- [Text passage]:
  5. psonice macrumors 6502a

    Jul 22, 2005
    Agreed - I've never needed to clear memory either, and have also owned a *lot* of iOS devices back to the first iPhone (I pretty much *have* to buy every new device as a developer, for testing).

    I played infinity blade a lot too, eventually completing it and beating that robot thing at the end. The only "issue" was that it'd load a bit slower if memory was low, and it'd be a little jerky initially as background apps were still shutting down. That settled fast though and didn't affect gaming - and it was still a lot more efficient than waiting for a hard reboot or manually shutting apps down!
  6. blackNBUK macrumors 6502a

    Feb 19, 2010
    Normally I would completely agree with you but the OP did specifically mention that wired memory usage was high. On OSX at least this refers to memory that is in use by the kernel/OS and can't be swapped out to disk. I don't know for certain but I would be somewhat surprised if this memory could be reclaimed in the same way as the memory used by normal apps. Maybe the OP is hitting a bug in iOS that is causing the kernel to grab wired memory and not give it back. Over time that could reduce the memory available to apps so much that the iPad starts running badly.

- [Dataset entries]:
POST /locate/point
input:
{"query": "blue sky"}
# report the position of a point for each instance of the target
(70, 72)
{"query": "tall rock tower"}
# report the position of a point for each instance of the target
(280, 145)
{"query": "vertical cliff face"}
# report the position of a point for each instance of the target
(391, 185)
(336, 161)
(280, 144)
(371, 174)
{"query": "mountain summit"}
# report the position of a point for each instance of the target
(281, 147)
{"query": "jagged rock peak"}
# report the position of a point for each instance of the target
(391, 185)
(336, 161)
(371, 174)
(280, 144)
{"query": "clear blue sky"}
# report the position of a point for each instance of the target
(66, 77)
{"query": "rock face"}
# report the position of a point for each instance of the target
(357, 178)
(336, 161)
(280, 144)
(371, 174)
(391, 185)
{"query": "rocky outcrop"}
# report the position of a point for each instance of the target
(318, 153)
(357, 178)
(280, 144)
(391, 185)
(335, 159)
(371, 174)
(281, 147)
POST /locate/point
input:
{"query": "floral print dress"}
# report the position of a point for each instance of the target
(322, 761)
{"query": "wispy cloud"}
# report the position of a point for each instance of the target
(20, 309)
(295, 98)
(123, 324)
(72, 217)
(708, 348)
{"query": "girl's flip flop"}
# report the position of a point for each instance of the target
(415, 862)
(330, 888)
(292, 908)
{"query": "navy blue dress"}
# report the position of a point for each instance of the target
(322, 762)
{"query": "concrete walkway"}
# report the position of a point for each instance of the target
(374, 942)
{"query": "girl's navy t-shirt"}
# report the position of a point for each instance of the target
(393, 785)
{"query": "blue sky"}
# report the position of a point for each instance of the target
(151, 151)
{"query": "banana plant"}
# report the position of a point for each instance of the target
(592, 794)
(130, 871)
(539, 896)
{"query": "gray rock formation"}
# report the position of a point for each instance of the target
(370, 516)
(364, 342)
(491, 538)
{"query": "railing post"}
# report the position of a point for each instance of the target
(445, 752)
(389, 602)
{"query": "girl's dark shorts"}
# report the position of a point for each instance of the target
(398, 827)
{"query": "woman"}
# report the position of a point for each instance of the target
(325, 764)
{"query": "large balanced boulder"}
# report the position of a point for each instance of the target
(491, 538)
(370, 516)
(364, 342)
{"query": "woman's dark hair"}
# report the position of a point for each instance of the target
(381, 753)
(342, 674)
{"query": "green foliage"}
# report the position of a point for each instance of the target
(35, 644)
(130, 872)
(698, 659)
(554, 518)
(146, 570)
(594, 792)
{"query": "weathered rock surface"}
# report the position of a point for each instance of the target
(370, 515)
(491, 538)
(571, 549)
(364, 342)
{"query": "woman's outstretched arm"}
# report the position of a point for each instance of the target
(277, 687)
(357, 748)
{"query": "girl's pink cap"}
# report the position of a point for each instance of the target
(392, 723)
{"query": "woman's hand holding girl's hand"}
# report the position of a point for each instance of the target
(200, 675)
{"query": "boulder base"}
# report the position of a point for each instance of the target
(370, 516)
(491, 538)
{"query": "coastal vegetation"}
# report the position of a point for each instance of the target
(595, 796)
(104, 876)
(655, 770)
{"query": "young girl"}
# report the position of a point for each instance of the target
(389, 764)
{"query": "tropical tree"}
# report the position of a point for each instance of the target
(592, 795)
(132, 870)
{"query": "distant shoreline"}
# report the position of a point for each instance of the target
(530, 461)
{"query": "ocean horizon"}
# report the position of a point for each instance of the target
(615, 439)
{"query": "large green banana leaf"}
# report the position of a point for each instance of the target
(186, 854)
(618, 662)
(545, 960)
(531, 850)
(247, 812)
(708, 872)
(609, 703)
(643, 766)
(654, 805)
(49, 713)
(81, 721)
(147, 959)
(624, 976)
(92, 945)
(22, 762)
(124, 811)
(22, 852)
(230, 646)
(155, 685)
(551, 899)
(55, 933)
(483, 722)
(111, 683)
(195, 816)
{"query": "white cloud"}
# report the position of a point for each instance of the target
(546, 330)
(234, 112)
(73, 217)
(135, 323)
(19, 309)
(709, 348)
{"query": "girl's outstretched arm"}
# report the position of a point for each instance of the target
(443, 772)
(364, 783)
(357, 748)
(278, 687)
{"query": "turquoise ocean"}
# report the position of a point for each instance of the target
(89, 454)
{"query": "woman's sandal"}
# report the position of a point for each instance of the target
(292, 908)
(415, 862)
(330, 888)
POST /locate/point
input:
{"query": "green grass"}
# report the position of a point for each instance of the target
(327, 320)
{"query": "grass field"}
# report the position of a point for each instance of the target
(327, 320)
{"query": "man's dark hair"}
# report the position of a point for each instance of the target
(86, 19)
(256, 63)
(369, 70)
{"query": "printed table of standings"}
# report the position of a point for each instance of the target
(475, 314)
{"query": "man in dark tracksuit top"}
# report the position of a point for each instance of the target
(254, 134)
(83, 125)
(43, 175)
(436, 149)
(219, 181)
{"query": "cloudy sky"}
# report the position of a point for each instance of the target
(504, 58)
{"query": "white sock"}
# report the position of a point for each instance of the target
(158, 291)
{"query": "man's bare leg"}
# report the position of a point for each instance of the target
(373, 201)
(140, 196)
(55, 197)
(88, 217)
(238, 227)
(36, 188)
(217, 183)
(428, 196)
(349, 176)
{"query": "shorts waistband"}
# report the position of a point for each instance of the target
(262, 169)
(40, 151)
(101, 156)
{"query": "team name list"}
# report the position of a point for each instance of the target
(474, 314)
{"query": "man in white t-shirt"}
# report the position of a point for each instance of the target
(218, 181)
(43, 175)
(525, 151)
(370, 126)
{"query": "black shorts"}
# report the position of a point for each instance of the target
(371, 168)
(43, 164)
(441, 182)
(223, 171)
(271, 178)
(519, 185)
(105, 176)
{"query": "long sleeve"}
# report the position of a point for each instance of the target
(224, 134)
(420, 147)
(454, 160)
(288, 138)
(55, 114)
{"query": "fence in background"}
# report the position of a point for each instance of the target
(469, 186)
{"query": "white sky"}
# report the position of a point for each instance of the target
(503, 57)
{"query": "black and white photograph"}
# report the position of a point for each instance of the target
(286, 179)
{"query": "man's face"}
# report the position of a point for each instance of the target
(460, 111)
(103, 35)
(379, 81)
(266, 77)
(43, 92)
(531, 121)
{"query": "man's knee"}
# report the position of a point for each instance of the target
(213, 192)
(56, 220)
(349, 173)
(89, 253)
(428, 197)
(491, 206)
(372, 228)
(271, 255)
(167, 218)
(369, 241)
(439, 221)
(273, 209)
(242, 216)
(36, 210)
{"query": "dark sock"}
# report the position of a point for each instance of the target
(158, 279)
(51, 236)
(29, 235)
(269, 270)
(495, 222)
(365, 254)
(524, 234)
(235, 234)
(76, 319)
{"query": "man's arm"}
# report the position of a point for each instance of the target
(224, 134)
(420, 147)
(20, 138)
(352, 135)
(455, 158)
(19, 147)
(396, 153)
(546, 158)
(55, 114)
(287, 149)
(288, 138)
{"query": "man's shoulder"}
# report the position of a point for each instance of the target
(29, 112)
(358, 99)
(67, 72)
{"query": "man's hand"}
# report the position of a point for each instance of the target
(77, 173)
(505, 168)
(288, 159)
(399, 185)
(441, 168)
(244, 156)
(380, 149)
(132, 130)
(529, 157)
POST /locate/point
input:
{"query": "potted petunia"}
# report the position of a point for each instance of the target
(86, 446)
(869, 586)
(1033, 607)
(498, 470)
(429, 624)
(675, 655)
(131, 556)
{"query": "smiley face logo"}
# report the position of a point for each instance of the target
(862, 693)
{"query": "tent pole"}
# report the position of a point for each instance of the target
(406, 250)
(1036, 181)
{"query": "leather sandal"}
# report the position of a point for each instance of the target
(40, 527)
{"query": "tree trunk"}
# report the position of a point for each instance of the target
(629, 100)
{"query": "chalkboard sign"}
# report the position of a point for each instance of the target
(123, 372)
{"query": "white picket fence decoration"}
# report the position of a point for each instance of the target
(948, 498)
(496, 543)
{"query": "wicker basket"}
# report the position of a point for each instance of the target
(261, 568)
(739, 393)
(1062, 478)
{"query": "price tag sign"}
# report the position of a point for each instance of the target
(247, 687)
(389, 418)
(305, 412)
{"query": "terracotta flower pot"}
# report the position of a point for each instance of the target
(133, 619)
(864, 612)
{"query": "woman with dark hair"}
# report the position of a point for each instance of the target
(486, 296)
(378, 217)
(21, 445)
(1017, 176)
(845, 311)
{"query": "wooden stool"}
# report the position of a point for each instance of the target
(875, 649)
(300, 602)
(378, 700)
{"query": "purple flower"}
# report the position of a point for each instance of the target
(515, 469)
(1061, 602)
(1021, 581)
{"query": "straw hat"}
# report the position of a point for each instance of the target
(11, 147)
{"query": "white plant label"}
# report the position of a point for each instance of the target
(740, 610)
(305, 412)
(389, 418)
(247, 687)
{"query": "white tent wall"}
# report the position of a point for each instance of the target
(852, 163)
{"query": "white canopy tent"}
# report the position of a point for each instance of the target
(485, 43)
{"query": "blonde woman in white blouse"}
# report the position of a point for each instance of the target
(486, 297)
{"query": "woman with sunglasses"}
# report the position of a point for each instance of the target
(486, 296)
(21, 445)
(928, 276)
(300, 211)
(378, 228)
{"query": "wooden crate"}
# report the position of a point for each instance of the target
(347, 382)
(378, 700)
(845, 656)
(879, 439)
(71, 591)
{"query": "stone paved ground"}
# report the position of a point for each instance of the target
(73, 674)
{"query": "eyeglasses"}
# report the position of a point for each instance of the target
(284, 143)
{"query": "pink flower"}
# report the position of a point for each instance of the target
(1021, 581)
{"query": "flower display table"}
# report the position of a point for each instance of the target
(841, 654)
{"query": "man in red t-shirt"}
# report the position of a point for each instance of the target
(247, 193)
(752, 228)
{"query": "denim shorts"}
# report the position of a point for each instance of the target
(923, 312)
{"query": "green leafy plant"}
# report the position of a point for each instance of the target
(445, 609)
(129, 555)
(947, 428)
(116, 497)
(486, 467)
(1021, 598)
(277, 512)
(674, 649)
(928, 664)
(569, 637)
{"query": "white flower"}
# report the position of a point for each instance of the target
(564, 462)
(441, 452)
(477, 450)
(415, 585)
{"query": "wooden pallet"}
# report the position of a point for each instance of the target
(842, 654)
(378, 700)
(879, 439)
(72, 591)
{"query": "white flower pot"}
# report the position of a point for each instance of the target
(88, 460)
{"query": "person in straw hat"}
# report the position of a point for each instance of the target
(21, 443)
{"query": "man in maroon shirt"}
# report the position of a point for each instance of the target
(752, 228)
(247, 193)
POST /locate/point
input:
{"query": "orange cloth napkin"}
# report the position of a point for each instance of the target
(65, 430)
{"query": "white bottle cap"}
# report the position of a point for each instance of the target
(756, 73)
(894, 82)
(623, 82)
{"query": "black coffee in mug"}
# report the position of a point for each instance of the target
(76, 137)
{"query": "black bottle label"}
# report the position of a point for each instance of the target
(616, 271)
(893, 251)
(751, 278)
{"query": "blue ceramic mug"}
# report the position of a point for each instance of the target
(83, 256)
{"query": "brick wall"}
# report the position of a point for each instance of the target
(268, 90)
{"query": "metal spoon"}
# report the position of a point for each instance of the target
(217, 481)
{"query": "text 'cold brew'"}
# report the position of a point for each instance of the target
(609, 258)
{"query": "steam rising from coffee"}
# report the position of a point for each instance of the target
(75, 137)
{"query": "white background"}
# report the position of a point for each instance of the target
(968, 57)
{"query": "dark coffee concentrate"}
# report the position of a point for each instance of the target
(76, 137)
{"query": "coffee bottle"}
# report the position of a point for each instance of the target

- [Required tasks]:
1/ Copy word for word the part of the forum discussion about iOS memory that opens with the words containing "I played infinity" and closes with "shutting apps down!".
2/ In the forum discussion about iOS memory, what does wired memory refer to on OSX?
3/ Write what comes next in the forum discussion about iOS memory, starting after its last sentence.
The items have no connection to the forum discussion about iOS memory.

- [Answers provided]:
1/
I played infinity blade a lot too, eventually completing it and beating that robot thing at the end. The only "issue" was that it'd load a bit slower if memory was low, and it'd be a little jerky initially as background apps were still shutting down. That settled fast though and didn't affect gaming - and it was still a lot more efficient than waiting for a hard reboot or manually shutting apps down!

2/ Memory that is in use by the kernel/OS and can't be swapped out to disk.

3/
  7. psonice macrumors 6502a

    Jul 22, 2005
    iOS doesn't manage memory the same as OS X. It doesn't use virtual memory and swap out to disk at all. In this case, as it's low on memory, it would work like this:

    1. He opens infinity blade, which asks for a whole load of RAM.
    2. The OS checks, and sees that it wants 10x more RAM than is available.
    3. It checks which apps are currently open in the background, picks the one that hasn't been used for the longest, and tells it to quit.
    4. That background app 'wakes up', saves its state (so if you were in the middle of a game it resumes where you left off), and quits.
    5. The OS passes the freed up RAM to infinity blade.
    6. If there's still not enough free, go back to 3 and repeat.

    So basically it keeps killing old apps until there's enough memory left. If you watched it, you'd probably see the wired memory stay at 90%+ the whole time, yet a large game can still load into memory.

    The only real downside is that the game might run poorly to begin with, because it's still loading bits into memory and other apps are silently shutting down in the background. Give it a little time though and it's back to normal.
  8. blackNBUK macrumors 6502a

    Feb 19, 2010
    I thought iOS still separated memory into 4 separate pools as OSX does:

    Wired - Used by the OS/kernel internally.
    Active - Used by applications (both built-in and third-party)
    Free - Empty memory ready to be used.
    Inactive - Recently used memory that is now unused. Can either be reused if the data is needed again or freed.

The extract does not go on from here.